§ Brief A:
In the letter, from which state does the young lady discerning her vocation to the religious life come?
§ Brief B:
In the letter, reproduce the part that opens with the words containing "Finally, we wish" and closes with "your family home.", switching "parents" to "guardians" throughout.
§ Brief C:
Render the following sentence from the letter into Spanish: "What is modeled for the children shapes who they will become."

## START Text excerpt

Dear Family, Friends, and Benefactors,
Pax et Bonum! This past week, we celebrated the feast of the Exaltation of the Holy Cross. We were blessed with a beautiful sung Mass, where we remembered all of your intentions. How appropriate that this feast is followed tomorrow by that of the Seven Sorrows of the Blessed Virgin Mary, since we cannot reflect upon the Cross without contemplating her standing with unwavering Faith and love at its foot. On Wednesday, we will celebrate the feast of the Stigmata of our Seraphic Father and Founder, St. Francis of Assisi. St. Bonaventure wrote of him that he was adorned with the Sacred Stigmata and bore the image of the Crucified, not carved in wood or stone by the hand of an artist, but engraved upon his flesh by the finger of the living God. These three feasts make for a very beautiful and grace filled week in the Franciscan Order, an Order particularly devoted to the Passion and Death of Our Lord, Jesus Christ.
We have a few pieces of news to share with you. This past week, we welcomed a young lady from Louisiana who is discerning her vocation to the religious life. Every religious vocation, especially in this time of crisis in the Church, is a miracle and a great grace for holy mother Church. It seems to be almost entirely forgotten that the lives of prayer and sacrifices of the religious are especially necessary to stay the hand of God and draw down from heaven the graces of conversion for our families, our cities, our country, and the entire world. Please keep her in your prayers. Also, we were recently surprised with the gift (on loan) of a tabernacle. It is a very old but very beautiful piece that needs repair. We are now very joyfully working on all that is necessary to make it ready for the Divine Guest. A friend, who is extremely talented at woodworking, has offered to make the repairs, and the Sisters will complete all of the silk, linen and embroidery work. We are praying very fervently for benefactors so that we may construct a little portable chapel here while we continue to implore heaven to help us find a permanent home. We ask your prayers for this intention also, as it is necessary that we have a permanent home in order to continue to accept vocations and grow our Franciscan convent.
Finally, we wish to share with you some reflections that we hope may be of help, especially to mothers. We often hear from parents regarding their teenage children. The problems, as well as the solutions, are generally the same. What is modeled for the children shapes who they will become. If the Faith is not the center of your home-life, it cannot be expected that it will be the center of your child’s life. The most important duty in the lives of parents is the formation of their children. This is not a personal opinion but, rather, the teaching of the Church. Time wasted is time that can never be returned to you and, in the blink of an eye, the children are grown, and the consequences of a tepid home life have taken deep root. If, then, you are troubled that your children are being swept along in the current of the world, it is necessary to take a look at life in your family home.

## END Text excerpt
## START Stored records

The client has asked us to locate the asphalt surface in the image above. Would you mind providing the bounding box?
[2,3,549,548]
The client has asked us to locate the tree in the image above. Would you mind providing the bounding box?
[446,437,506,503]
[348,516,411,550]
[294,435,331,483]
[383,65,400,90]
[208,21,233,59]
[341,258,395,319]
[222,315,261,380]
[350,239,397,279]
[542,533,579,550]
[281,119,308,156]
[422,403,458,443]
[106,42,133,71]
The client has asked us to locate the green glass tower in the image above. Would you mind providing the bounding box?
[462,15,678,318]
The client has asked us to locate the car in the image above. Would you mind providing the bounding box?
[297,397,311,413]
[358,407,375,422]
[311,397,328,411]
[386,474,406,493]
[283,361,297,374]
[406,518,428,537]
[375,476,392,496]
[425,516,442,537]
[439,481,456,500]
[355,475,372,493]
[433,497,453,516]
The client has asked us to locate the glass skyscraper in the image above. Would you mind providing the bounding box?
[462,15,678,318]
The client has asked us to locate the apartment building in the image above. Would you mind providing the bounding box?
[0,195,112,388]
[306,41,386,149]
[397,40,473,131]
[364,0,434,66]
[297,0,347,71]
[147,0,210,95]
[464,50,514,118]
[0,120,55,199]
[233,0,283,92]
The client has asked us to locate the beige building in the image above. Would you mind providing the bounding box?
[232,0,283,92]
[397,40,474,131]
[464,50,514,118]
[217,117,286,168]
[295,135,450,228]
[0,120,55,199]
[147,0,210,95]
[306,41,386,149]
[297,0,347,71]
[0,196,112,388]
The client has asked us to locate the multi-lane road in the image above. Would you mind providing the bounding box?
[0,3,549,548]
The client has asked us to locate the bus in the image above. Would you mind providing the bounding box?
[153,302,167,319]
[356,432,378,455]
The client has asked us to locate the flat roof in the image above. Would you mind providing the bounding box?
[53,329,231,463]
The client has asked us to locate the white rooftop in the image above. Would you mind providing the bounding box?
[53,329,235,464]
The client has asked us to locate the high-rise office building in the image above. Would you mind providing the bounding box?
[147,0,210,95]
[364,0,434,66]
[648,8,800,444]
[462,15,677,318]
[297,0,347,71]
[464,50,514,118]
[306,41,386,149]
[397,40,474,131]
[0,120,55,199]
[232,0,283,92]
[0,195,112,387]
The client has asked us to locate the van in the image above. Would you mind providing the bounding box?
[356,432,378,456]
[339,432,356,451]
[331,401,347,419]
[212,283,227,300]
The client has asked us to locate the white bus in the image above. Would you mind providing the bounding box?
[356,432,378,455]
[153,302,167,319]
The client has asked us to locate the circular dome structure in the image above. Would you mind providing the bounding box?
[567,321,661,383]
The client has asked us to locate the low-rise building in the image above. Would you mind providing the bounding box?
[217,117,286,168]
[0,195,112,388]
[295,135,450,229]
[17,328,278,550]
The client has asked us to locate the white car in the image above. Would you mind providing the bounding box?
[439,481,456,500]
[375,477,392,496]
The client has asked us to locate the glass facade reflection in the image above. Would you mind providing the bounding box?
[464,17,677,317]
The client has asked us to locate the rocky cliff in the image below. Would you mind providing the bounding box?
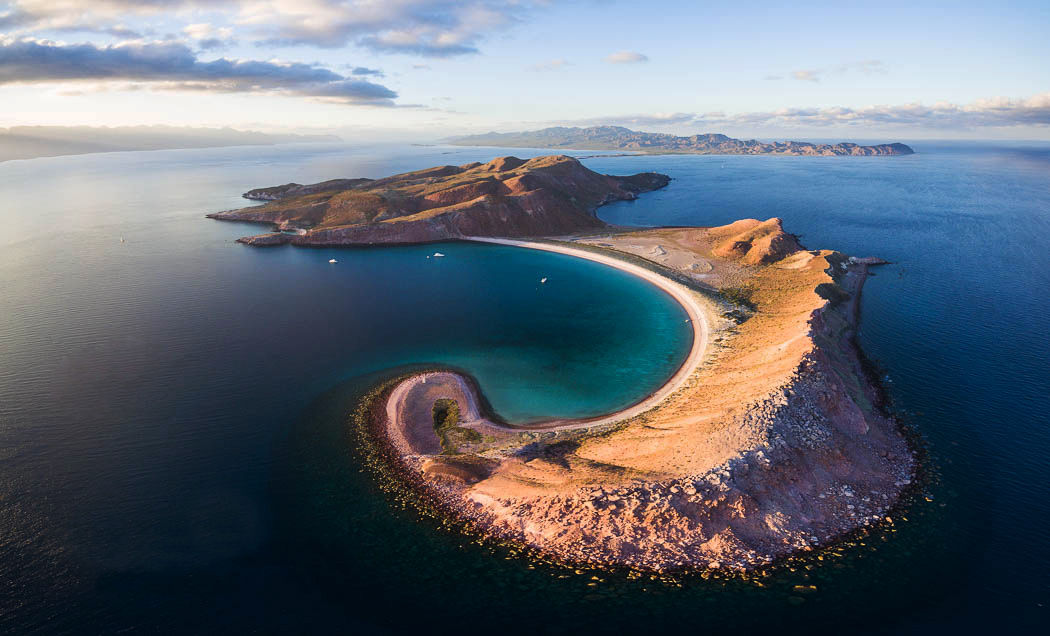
[449,126,915,156]
[208,155,670,246]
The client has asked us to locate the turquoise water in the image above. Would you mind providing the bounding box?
[0,143,1050,634]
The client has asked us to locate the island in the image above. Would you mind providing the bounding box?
[446,126,915,156]
[212,156,917,573]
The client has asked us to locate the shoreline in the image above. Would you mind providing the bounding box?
[409,236,711,431]
[370,221,916,573]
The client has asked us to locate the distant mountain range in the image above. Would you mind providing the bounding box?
[0,126,341,162]
[447,126,915,156]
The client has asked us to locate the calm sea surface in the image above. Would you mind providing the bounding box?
[0,143,1050,634]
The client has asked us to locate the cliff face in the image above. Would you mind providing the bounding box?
[449,126,915,156]
[208,155,670,246]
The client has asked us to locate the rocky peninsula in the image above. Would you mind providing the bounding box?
[208,156,916,572]
[447,126,915,156]
[208,155,671,246]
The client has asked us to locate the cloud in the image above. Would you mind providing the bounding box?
[693,92,1050,130]
[551,112,696,127]
[0,0,547,58]
[605,50,649,64]
[350,66,383,78]
[183,22,236,50]
[546,92,1050,130]
[528,58,571,71]
[0,39,397,106]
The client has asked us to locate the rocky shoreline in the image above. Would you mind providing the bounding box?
[372,228,916,572]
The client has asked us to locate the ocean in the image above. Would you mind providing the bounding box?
[0,142,1050,634]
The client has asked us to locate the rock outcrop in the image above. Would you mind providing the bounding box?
[376,223,915,571]
[449,126,915,156]
[208,155,670,246]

## END Stored records

§ Full answer A:
Louisiana.

§ Full answer B:
Finally, we wish to share with you some reflections that we hope may be of help, especially to mothers. We often hear from guardians regarding their teenage children. The problems, as well as the solutions, are generally the same. What is modeled for the children shapes who they will become. If the Faith is not the center of your home-life, it cannot be expected that it will be the center of your child’s life. The most important duty in the lives of guardians is the formation of their children. This is not a personal opinion but, rather, the teaching of the Church. Time wasted is time that can never be returned to you and, in the blink of an eye, the children are grown, and the consequences of a tepid home life have taken deep root. If, then, you are troubled that your children are being swept along in the current of the world, it is necessary to take a look at life in your family home.

§ Full answer C:
Lo que se les muestra como modelo a los hijos moldea en quiénes se convertirán.